Exercise goal: Pictures don't belong in the copy; print all the records exactly.

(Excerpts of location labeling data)
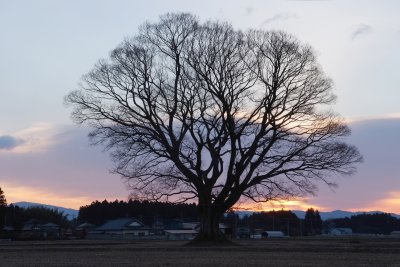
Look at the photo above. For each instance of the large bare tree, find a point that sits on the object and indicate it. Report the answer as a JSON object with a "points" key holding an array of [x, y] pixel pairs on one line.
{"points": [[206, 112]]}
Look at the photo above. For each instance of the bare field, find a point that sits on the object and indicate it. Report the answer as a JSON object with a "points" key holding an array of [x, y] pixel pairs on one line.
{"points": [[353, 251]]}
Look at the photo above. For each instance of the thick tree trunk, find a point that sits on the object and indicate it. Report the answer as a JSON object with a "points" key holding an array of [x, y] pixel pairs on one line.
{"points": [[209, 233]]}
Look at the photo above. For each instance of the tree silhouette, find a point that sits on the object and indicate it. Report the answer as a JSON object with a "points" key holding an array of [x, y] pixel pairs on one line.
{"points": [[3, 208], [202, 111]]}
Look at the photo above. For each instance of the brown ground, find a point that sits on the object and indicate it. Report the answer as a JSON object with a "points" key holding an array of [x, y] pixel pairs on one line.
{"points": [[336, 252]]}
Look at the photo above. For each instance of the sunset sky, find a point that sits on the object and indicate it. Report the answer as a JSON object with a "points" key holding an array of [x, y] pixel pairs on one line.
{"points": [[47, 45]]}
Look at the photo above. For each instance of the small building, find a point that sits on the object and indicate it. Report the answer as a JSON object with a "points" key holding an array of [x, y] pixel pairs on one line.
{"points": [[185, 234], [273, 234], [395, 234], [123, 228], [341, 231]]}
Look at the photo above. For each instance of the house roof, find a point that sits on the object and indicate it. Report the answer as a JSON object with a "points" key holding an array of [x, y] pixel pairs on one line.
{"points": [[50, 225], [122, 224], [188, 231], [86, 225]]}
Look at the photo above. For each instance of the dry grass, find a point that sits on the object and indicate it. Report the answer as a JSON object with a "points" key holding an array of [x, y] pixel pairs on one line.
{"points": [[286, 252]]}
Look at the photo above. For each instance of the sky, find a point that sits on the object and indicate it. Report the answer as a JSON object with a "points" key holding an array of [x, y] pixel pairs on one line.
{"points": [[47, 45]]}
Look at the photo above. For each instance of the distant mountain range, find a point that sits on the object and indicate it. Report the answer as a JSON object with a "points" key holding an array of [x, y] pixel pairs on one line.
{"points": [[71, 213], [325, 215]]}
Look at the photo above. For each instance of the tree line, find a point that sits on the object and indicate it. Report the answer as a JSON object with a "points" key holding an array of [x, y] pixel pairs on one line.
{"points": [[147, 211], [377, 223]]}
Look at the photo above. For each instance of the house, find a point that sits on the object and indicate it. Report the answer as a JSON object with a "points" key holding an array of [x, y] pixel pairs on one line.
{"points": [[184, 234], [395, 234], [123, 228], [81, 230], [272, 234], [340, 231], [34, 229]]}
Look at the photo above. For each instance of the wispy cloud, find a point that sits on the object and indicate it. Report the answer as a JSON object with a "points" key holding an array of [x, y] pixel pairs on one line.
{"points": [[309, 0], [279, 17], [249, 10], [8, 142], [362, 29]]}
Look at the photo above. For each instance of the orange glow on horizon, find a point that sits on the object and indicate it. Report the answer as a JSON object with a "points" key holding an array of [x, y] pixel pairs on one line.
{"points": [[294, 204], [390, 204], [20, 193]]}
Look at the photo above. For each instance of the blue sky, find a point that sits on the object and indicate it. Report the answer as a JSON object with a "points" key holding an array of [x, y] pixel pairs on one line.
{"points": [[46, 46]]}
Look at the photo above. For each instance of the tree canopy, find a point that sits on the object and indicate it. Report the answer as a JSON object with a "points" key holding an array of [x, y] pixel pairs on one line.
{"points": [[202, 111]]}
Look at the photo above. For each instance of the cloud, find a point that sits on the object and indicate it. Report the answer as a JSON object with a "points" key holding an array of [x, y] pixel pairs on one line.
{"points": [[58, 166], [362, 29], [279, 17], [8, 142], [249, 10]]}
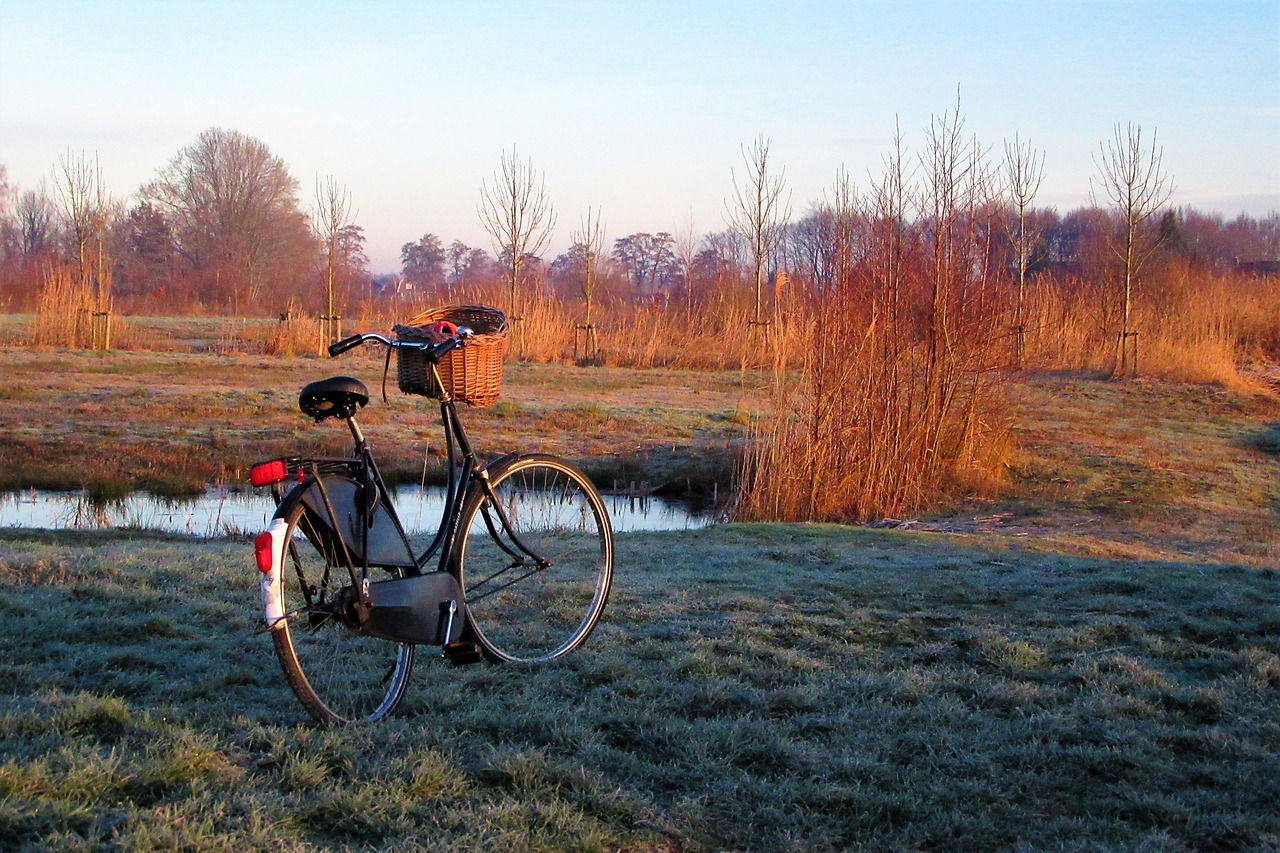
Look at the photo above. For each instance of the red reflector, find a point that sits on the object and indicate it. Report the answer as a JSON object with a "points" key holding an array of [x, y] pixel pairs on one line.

Result below:
Look at the photo above. For each instance of the large bare tree, find a point that sits on the object and indicate it. Report the answer as a JSON object with a "points" key holding an array of [x, y] pixel pairs on one line.
{"points": [[206, 112]]}
Look at the photo above. For each instance of the bare field, find a point that sits on the object and indicate it. Report the answer as a JSON object with a "points" key holding an array of [x, y] pixel pairs on one line.
{"points": [[353, 251]]}
Look at the photo above. For each instance of the thick tree trunk, find a point that sits on the object and indicate it. Report the answer as a JSON object with a "points" key holding an array of [x, y] pixel pairs on one line.
{"points": [[209, 233]]}
Look at the photo above. For each instance of the tree silhouette, find a point that sits on the object and indicate it. Report the answer as a JSON object with a "points" key holding an array of [x, y] pixel pairs on one line.
{"points": [[3, 208], [202, 111]]}
Look at the photo above. For each instance of the brown ground, find a point that sits on the object and indicate it. Report the answer as a JSON object with a "points" key holding an array of [x, y] pixel pairs on one line.
{"points": [[336, 252]]}
Look at the photo above. For each instance of the sunset sky, find a point that sits on the object and indicate it. Report the answer as a JSON object with a "points" key holding an array of [x, y] pixel pairs on one line.
{"points": [[47, 45]]}
Look at the photo above. For each instance of the small building, find a point that sits on the object and indicate it. Report the answer as a JSON object with a "points" key holding an array of [x, y] pixel pairs on one line.
{"points": [[185, 234], [273, 234], [395, 234], [123, 228], [341, 231]]}
Look at the photo above. For each instance of the house roof, find a point that sits on the object and indicate it. Report the answer as a JSON object with a "points" key holding an array of [x, y] pixel pairs on one line.
{"points": [[50, 225], [122, 224], [188, 231], [86, 225]]}
Look at the photo above. For each instance of the dry grass, find a point that sits on the object and indicate it. Report the answer as a JSON object with a "points" key holding an array of [x, y] pixel pairs on one line.
{"points": [[286, 252]]}
Look at the photo above. For each instance of the sky, find a point that sits on the object and indicate it. Report the answer as a JSON object with a "points" key holding an array of [x, y] pixel pairs on one line.
{"points": [[47, 45]]}
Look at the photo above. For each instance of the distant mountain range, find a point that sits on the object and indicate it. Report the answer as a JSON object with a "points" key holding an array of [x, y] pixel pairs on one line.
{"points": [[71, 213], [325, 215]]}
Look at the photo above. For each instance of the tree line, find a point that sits on the object and indicate it. Report the answer as a JSON object with a "points" key holding an array of [x, y] pixel pairs on one line.
{"points": [[147, 211], [377, 223]]}
Look at the photo above. For each instance of the house, find a point that sits on the object and indicate it. Report the answer as a JSON object with a "points" key holding an array of [x, y] pixel pairs on one line.
{"points": [[184, 234], [395, 234], [123, 228], [81, 230], [272, 234], [340, 231], [34, 229]]}
Look at the photo above. For each instance of the wispy cloud, find a point that sits on the object and indicate it. Report the answer as a JSON object with a "points" key holding an array of [x, y] pixel pairs on one line.
{"points": [[309, 0], [279, 17], [249, 10], [8, 142], [362, 29]]}
Look at the photo above. For each instance of the orange glow on horizon, find a point that sits on the object and indicate it. Report the answer as a JSON object with a "points" key holding an array of [x, y] pixel pairs on one line.
{"points": [[294, 204], [390, 204], [20, 193]]}
Look at the photo above. For each instance of the blue sky, find a point that sits on the object and indicate it. Report the answer as a JSON object with a "points" key holding an array of [x, y] pixel pairs on one line.
{"points": [[46, 46]]}
Look at the photo above. For each instance of the tree canopy, find a point that sits on the object and indicate it. Report the answer as a JSON object with a "points" key holding an array of [x, y] pixel pairs on one line.
{"points": [[202, 111]]}
Look at the photo above. For each instance of the cloud, find a point that sits on the object and indicate it. Report the answer as a JSON object with a "points" key holding an array of [x, y] pixel pairs on one line.
{"points": [[58, 166], [362, 29], [279, 17], [8, 142], [249, 10]]}
Look at the photo above. For each instance of the red reflector, find a point that sits on the object and indicate it. Report the answer as a JSON object with a "points" key holding an array of [x, y] pixel pairs on one line.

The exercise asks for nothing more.